_WHAT IS NEEDED_: If a line of the records holds the word "glare", copy it out.

_DATA TO USE_:

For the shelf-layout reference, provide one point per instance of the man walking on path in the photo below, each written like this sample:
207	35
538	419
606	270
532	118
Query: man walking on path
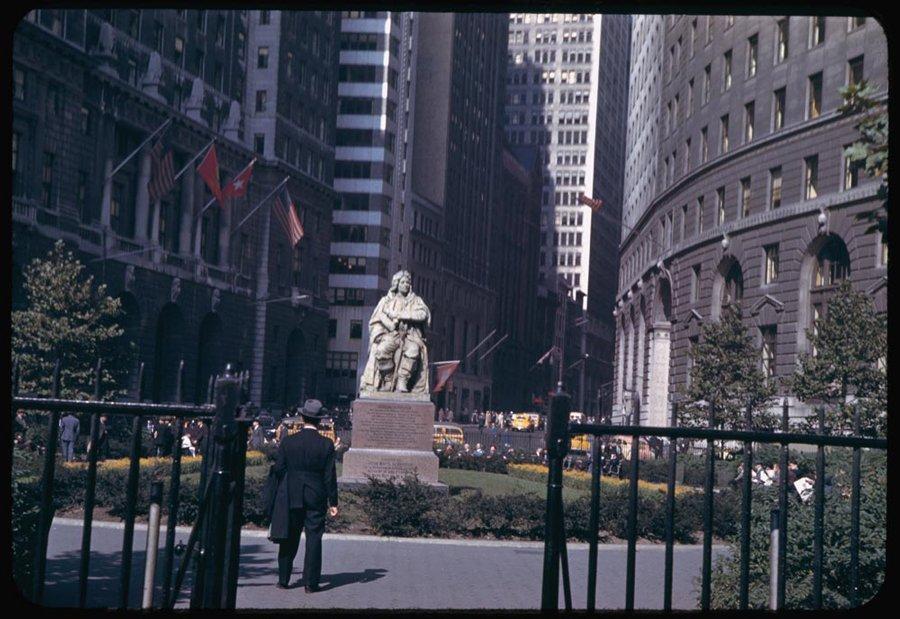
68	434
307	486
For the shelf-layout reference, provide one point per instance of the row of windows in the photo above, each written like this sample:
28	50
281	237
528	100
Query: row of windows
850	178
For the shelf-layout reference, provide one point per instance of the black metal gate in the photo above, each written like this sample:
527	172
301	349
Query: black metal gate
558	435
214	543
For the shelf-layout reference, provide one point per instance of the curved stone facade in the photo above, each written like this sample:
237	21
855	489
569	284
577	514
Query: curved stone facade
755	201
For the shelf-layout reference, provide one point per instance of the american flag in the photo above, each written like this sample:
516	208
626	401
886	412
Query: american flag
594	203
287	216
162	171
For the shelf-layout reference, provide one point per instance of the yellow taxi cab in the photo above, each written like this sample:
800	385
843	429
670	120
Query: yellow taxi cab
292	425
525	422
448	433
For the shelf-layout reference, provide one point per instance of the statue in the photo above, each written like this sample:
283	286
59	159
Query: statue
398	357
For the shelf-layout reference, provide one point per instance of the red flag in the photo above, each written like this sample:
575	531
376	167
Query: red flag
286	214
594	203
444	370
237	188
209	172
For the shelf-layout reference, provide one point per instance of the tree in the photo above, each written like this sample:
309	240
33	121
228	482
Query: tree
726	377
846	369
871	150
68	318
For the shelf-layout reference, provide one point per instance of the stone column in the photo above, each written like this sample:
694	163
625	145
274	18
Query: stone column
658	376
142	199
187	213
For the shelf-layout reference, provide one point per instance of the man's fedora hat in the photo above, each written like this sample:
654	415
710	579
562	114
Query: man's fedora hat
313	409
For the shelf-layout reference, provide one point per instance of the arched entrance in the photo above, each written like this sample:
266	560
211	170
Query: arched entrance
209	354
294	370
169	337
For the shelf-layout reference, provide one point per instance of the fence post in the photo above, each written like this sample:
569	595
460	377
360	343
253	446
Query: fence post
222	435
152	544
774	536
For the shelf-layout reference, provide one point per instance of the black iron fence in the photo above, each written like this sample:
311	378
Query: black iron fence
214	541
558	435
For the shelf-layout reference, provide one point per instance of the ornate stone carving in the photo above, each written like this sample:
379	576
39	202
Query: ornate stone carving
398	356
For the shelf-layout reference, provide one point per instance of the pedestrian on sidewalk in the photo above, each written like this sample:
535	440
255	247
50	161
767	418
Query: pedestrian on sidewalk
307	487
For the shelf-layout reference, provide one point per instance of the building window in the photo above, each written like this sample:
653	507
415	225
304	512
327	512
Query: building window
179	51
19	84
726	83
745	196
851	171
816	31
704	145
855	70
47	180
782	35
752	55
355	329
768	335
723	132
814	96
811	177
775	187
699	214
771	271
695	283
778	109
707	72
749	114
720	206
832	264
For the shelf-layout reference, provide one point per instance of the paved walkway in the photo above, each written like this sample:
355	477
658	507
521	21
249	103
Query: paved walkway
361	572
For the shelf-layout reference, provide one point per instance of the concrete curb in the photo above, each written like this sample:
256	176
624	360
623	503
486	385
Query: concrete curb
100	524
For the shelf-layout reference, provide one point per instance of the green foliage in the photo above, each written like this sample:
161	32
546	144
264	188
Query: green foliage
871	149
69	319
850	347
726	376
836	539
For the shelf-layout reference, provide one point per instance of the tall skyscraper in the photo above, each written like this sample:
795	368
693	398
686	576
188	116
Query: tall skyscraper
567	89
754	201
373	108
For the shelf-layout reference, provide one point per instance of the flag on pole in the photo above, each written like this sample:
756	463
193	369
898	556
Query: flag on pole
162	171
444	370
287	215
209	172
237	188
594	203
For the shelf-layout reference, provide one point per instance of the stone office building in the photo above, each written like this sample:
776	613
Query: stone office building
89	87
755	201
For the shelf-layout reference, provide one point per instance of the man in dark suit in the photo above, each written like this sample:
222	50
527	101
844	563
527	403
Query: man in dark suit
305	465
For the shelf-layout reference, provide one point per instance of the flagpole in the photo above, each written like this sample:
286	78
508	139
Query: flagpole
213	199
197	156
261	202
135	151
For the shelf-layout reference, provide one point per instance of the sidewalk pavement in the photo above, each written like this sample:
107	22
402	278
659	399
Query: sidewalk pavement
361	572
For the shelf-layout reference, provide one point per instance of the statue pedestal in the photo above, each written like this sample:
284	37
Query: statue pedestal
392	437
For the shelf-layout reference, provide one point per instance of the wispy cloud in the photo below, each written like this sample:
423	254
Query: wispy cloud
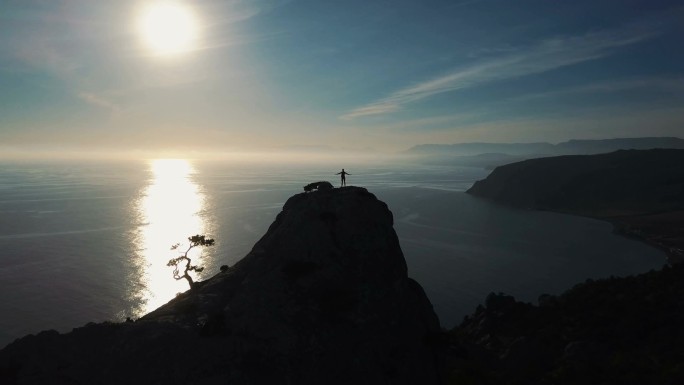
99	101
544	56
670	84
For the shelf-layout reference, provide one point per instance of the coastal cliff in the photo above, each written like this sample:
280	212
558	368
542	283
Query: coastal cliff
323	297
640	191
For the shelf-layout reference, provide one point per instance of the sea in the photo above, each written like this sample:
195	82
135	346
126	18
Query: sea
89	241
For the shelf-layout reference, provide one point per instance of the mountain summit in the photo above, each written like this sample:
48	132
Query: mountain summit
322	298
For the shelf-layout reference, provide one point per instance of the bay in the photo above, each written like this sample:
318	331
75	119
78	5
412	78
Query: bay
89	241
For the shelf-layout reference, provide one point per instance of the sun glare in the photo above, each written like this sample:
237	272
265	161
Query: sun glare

_TASK OUTPUT_:
For the shelf-layout reference, provide one point per instance of the sun glare in the photo above, each written like this sample:
Query: sun glare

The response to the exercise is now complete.